Manchester United signed Paul Pogba from Juventus for £89.3 million to turn them into Premier League contenders in 2016 but, five years on, offloading the France midfielder now holds the key to their title prospects.
Raising £50m or more by allowing Pogba to leave the club before his contract expires in June 2022 could be the difference between United making one or two priority signings — Jadon Sancho and Raphael Varane — or having the resources to move for other targets including Kieran Trippier, Eduardo Camavinga and Jules Kounde.
Sources have told ESPN that United’s owners, the Glazer family, have given manager Ole Gunnar Solskjaer a £100m transfer fund for the summer window, but that figure will be topped up by any money raised by the departures of those players deemed not to have a future at Old Trafford.

> _EXTRACTED RECORDS_:
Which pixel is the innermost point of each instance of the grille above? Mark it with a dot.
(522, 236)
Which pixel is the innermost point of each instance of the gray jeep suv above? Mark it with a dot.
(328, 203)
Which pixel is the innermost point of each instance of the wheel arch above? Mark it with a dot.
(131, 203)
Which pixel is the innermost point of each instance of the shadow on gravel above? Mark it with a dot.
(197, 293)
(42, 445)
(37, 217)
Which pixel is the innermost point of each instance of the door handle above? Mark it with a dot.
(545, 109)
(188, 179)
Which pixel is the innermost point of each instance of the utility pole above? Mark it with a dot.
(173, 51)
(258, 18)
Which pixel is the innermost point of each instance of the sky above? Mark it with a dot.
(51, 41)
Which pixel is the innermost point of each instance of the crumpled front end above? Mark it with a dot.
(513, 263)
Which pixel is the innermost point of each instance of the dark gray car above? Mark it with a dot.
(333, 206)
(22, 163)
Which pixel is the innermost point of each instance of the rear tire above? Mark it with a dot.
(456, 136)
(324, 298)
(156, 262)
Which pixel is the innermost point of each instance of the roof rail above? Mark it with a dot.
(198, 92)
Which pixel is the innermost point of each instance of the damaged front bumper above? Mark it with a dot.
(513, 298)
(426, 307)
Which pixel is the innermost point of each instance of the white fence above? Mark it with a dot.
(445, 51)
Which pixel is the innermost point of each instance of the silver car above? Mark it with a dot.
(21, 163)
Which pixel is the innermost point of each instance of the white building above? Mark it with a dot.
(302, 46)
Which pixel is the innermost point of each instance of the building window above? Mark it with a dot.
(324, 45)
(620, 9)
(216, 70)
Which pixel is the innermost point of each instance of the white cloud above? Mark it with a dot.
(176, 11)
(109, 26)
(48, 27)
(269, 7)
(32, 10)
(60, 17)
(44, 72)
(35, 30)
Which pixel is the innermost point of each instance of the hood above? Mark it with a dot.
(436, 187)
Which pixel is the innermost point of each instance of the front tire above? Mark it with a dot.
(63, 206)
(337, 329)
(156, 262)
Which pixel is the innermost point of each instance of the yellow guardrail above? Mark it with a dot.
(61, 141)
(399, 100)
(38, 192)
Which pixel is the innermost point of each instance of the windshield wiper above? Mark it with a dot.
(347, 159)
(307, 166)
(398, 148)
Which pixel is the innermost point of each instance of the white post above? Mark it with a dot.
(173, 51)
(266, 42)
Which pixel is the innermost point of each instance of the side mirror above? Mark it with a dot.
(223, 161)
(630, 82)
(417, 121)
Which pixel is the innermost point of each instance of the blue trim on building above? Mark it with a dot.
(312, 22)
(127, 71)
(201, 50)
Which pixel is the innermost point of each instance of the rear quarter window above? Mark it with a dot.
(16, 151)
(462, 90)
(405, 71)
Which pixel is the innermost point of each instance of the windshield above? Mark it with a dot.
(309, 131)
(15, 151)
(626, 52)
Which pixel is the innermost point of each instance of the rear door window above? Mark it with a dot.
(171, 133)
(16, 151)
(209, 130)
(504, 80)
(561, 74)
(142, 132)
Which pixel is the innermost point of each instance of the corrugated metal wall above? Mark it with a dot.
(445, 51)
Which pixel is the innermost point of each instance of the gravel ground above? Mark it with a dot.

> _WORK ORDER 1_: According to the article on Manchester United and Paul Pogba, why could selling Pogba decide the club's title prospects? Answer in one to three sentences.
> _WORK ORDER 2_: Write the next part of the article on Manchester United and Paul Pogba, carrying on after its last sentence.
The data is separate material, unrelated to the article on Manchester United and Paul Pogba.

> _REPLY 1_: Letting Pogba leave before his contract expires in June 2022 could raise £50m or more. That money could decide whether United make only one or two priority signings, Jadon Sancho and Raphael Varane, or can also afford other targets such as Kieran Trippier, Eduardo Camavinga and Jules Kounde.

> _REPLY 2_:
There are a number of players who United will happily let go if they receive the right offer. Jesse Lingard, Brandon Williams, Diogo Dalot, Alex Telles, Phil Jones, Andreas Pereira, Daniel James and potentially Anthony Martial could all leave United this summer if an acceptable offer to sign them is received. United also have four senior goalkeepers on their books following the free transfer of Tom Heaton from Aston Villa, so Dean Henderson or David de Gea could also move out, on loan or permanently.
But Pogba is the likely game-changer for United because of the transfer fee the 28-year-old still commands in the transfer market.
As it stands, United have already spent £72.9m of their £100m fund by signing England winger Sancho from Borussia Dortmund. The club are still attempting to negotiate a fee with Real Madrid to sign Varane, with the Spanish club holding out for an unrealistic £60m for the centre-back who is entering the final year of his contract, but with Real needing to raise money for their own rebuilding programme, that deal is likely to happen in the region of £40m at some stage.
If United can agree a fee of around £40m for the France defender, that would take their summer spending beyond £110m, so they will have to find a way to bring in more money in order to make further signings.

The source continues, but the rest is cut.